-------- Отрывок текста --------

Конечно, случайность всегда остается случайностью, но в разумно организованном обществе она легко погашается. В нем преобладает тенденция к порядку. Иное дело — буржуазное общество, которое описывает Уиндэм. Оно само по себе построено по принципу случайности, по законам вероятности. Случайность — удача и неудача — возносит и губит искателей коммерческого счастья, случайность, именуемая хозяйственной конъюнктурой, приводит к разрушительным промышленным кризисам, нарастающим и обрушивающимся на общество, как снежный обвал (люди поколения Уиндэма еще помнят страшнейший кризис конца двадцатых-начала тридцатых годов), случайность определяет людские судьбы. В этом атомарном, индивидуалистическом обществе закономерности вырисовываются с трудом и постигаются далеко не сразу, случайность кажется царицей мира. Кинь в этот хаос еще одно обстоятельство, еще одну случайность, и нестойкое равновесие нарушится, лавина сорвется с места. Роль этой роковой, сдвигающей с места лавину случайности может сыграть все, что угодно, — ведь всякое усовершенствование, открытие, преобразование осуществляется ради узкой практической цели. Далекие общественные последствия отнюдь не интересуют дельца. Ему важно одно — получить прибыль. Он и смотрит на все с этой единственной точки зрения. То, что триффиды, скажем, не только дают ценные масла, но и представляют собой потенциальную общественную опасность, мало кого трогает, пока не разражается бедствие.

Отсутствие единой цели у современного буржуазного общества кажется Уиндэму не просто одним из его недостатков, но страшнейшим его пороком, чревато постоянными опасностями для людей, в нем живущих.

Среди этих опасностей не последнее место занимает опасность нравственного вырождения. Человек живет здесь изо дня в день. Его жизнь лишена настоящего смысла. Недаром герой «Дня триффидов» чувствует себя внутренне более счастливым в мире опасностей и тяжелого труда, чем прежде. У него появилась цель в жизни.

Уиндэм — за общество более организованное, общество, где коллектив и личность видели бы свою цель в служении друг другу, общество, которое черпало бы свою силу в своей эффективности и полезности. Но он одобряет далеко не всякий путь к эффективному, организованному обществу. Да и не всякий вид «организации» для него приемлем.

--------

* Цель задания
Перепечатайте из отрывка об обществе у Уиндэма всё от слов «Уиндэм — за» вплоть до слов «для него приемлем.» без изменений.

-------- Представленный материал --------

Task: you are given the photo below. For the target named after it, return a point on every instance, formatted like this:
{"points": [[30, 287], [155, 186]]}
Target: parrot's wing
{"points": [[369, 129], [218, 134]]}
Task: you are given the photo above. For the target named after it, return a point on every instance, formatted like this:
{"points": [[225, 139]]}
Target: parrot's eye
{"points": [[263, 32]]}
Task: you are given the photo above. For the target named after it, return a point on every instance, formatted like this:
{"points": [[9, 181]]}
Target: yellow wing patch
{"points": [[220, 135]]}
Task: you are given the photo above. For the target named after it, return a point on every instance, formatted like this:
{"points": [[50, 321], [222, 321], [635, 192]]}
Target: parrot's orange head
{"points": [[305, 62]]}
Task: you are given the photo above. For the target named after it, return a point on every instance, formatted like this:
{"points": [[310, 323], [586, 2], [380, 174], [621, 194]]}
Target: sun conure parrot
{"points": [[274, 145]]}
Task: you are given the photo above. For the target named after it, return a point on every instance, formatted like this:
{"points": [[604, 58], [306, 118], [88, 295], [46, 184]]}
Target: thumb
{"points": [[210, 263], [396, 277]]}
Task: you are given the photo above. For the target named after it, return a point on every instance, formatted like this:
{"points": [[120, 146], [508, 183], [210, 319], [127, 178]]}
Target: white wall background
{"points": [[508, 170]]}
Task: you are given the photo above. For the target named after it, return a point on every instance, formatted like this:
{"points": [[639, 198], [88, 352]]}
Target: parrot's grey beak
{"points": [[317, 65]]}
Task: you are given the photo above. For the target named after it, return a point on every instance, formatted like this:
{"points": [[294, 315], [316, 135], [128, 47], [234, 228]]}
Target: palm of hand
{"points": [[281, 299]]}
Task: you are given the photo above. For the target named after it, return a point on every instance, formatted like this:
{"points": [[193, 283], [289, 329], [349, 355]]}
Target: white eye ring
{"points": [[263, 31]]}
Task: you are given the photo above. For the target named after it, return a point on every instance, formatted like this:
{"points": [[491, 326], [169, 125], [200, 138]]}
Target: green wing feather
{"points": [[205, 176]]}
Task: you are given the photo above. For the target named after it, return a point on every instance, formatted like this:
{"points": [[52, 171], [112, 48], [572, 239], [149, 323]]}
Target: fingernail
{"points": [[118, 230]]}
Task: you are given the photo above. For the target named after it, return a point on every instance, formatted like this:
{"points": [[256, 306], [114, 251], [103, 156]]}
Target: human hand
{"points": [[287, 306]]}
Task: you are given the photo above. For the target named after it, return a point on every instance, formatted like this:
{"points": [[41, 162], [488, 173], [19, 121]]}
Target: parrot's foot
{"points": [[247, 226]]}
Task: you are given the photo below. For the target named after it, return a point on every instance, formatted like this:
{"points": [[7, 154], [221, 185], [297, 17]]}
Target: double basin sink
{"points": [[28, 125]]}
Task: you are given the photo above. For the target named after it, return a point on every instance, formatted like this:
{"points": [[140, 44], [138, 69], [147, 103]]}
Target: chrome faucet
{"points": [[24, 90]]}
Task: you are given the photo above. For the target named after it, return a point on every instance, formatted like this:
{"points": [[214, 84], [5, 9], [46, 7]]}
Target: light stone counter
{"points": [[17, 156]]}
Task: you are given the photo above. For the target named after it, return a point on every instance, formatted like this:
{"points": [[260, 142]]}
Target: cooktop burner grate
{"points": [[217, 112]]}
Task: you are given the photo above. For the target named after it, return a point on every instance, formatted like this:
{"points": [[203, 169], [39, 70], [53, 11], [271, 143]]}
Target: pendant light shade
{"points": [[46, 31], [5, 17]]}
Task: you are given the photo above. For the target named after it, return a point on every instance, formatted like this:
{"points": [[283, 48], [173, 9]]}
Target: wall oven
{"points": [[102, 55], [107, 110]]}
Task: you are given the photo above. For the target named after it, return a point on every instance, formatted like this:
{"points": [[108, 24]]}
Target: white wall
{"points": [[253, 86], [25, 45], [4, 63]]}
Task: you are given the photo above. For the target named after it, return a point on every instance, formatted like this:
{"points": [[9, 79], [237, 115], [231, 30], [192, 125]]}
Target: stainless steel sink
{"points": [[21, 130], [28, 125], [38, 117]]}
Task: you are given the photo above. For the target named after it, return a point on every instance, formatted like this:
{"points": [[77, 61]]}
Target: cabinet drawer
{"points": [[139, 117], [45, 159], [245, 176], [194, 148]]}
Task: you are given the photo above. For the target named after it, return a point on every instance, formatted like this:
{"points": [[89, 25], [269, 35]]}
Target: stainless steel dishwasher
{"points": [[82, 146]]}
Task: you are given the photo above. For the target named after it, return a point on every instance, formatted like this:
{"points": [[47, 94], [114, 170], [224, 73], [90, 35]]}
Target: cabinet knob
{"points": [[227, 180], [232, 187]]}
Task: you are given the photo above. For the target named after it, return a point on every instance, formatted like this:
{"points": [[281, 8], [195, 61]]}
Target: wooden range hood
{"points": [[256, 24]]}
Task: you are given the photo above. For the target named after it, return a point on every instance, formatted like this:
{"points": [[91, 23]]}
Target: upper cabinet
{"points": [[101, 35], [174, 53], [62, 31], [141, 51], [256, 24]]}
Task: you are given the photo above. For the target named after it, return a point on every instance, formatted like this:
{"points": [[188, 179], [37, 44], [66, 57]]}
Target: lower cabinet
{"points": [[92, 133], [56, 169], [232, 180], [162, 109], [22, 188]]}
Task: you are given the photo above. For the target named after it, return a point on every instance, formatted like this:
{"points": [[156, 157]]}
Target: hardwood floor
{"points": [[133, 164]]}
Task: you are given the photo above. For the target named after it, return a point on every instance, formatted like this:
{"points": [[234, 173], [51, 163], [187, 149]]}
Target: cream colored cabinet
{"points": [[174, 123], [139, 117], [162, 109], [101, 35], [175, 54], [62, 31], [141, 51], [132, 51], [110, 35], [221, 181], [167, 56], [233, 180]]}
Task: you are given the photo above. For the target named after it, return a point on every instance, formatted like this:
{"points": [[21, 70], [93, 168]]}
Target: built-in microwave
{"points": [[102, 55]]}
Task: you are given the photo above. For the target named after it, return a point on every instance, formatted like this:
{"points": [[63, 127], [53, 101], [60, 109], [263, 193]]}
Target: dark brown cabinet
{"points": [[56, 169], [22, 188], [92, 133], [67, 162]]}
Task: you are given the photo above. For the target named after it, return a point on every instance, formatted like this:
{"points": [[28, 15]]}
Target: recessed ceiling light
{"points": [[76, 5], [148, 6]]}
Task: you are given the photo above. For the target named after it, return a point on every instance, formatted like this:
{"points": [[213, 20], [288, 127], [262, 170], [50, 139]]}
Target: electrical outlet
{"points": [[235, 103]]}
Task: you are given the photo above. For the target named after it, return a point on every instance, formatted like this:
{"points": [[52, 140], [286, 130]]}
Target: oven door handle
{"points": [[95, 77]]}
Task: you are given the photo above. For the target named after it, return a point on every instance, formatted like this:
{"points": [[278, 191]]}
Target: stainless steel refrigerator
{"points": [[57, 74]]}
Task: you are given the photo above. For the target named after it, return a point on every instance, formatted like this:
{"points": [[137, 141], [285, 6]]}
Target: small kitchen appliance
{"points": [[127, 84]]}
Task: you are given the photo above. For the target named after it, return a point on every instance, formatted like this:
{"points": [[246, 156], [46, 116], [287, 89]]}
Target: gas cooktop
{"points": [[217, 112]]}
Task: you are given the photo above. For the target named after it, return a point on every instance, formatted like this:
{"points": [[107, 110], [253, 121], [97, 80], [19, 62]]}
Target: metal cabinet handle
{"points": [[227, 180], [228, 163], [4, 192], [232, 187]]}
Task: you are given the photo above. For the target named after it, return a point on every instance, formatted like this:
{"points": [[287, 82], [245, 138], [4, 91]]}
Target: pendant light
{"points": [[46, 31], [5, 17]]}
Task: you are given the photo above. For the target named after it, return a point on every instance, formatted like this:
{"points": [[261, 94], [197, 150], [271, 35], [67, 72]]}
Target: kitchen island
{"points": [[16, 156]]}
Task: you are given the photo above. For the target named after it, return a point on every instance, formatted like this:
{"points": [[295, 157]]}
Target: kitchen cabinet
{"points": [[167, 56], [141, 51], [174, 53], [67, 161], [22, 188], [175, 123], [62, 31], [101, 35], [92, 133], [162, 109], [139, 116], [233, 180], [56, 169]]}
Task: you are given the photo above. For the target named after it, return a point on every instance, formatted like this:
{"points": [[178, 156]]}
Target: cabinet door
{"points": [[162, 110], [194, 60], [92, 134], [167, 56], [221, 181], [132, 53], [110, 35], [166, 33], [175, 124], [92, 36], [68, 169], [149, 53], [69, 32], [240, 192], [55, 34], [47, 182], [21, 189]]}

--------

* Решение задания
Уиндэм — за общество более организованное, общество, где коллектив и личность видели бы свою цель в служении друг другу, общество, которое черпало бы свою силу в своей эффективности и полезности. Но он одобряет далеко не всякий путь к эффективному, организованному обществу. Да и не всякий вид «организации» для него приемлем.